AIM OF THE TASK: Transcribe all records exactly.
*** SOURCE INFORMATION Section Begins ***
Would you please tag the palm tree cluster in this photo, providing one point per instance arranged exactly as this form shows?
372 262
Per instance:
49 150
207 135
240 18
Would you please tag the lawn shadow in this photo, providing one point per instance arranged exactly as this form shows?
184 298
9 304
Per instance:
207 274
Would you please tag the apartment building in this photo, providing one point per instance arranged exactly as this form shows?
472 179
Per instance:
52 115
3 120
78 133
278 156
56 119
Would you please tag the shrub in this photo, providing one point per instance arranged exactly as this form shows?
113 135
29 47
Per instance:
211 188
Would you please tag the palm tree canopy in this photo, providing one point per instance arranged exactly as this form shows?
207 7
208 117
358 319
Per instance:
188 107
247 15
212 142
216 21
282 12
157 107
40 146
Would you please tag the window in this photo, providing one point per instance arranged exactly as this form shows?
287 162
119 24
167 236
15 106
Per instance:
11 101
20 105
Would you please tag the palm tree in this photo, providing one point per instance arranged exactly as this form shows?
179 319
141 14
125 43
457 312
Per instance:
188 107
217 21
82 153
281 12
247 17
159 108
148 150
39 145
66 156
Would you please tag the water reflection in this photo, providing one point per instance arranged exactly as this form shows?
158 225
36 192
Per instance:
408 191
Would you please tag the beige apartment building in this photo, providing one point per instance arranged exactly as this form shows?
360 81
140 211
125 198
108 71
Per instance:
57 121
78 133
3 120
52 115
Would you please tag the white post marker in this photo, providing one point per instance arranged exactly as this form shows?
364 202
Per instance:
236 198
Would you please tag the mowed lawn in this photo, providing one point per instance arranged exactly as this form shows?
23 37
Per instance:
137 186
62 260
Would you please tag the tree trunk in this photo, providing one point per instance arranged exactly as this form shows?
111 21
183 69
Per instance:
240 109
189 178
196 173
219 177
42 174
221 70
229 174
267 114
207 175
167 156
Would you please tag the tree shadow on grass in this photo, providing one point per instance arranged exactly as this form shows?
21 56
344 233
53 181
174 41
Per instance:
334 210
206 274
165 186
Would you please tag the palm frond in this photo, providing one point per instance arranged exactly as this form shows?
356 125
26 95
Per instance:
*** SOURCE INFORMATION Section Ends ***
WRITTEN REPLY:
Would you please tag the palm tree cluster in this photo, providing one point per instance arranged exactly as this form shows?
372 262
Per instance:
49 150
207 135
240 18
Would you please tag the lawn shadow in this photo, providing one point per instance arranged exactly as this form shows?
184 298
9 304
Per instance:
207 274
Would you please tag the apartment building in this photo, providing one point per instance arranged exactly as this form shows?
472 179
Per instance:
52 115
3 120
78 133
278 156
56 119
Would you please tag the shrub in this photo, providing one point per instance arranged exactly as this form shows?
113 135
29 47
Per instance:
211 188
Would you please tag the palm tree canopy in this photo, providing one point per instance arranged exactly as this form shows?
207 7
208 117
358 319
Per instance:
188 107
247 15
212 142
216 21
282 12
157 107
40 146
Would you please tag the window in this photo, providing one point per instance arranged exactly as this form shows?
287 162
119 24
167 236
15 106
Per instance:
11 101
20 105
Would you please tag the palm tree in this photo, providing one point per instance arranged exactly as this form shows?
179 319
141 14
125 43
457 312
Per instance:
188 107
217 21
82 153
281 12
247 17
159 108
148 150
39 145
66 156
Would you please tag the water reflection in this photo, providing one point per instance arranged exactly as this form shows?
158 225
36 192
Per instance:
408 191
Would you please tag the beige apartment building in this photo, providing one point per instance arranged exactly as this form shows?
360 81
140 211
125 198
108 71
Per instance:
57 121
78 133
3 120
52 115
Would you please tag the white post marker in this photo, providing one point per instance arranged exactly as this form shows?
364 202
Per instance:
236 198
Would you please tag the mowed lawn in this photo, providing one point per instance arranged exactly as this form shows?
23 37
Per instance:
137 186
62 260
Would you please tag the tree trunk in this photo, providing one point per instance arranged exactly as this form shows?
111 21
183 69
Per instance:
240 109
189 178
196 173
219 177
42 174
221 70
229 174
267 114
207 175
167 156
Would you please tag the tree shadow on grass in this photo, providing one point per instance arranged exactly as this form shows?
21 56
344 233
53 181
174 41
Per instance:
334 210
206 274
165 186
Would you please tag the palm frond in this photo, providing one point per instance arranged exactly as this form shows?
356 125
26 95
Per instance:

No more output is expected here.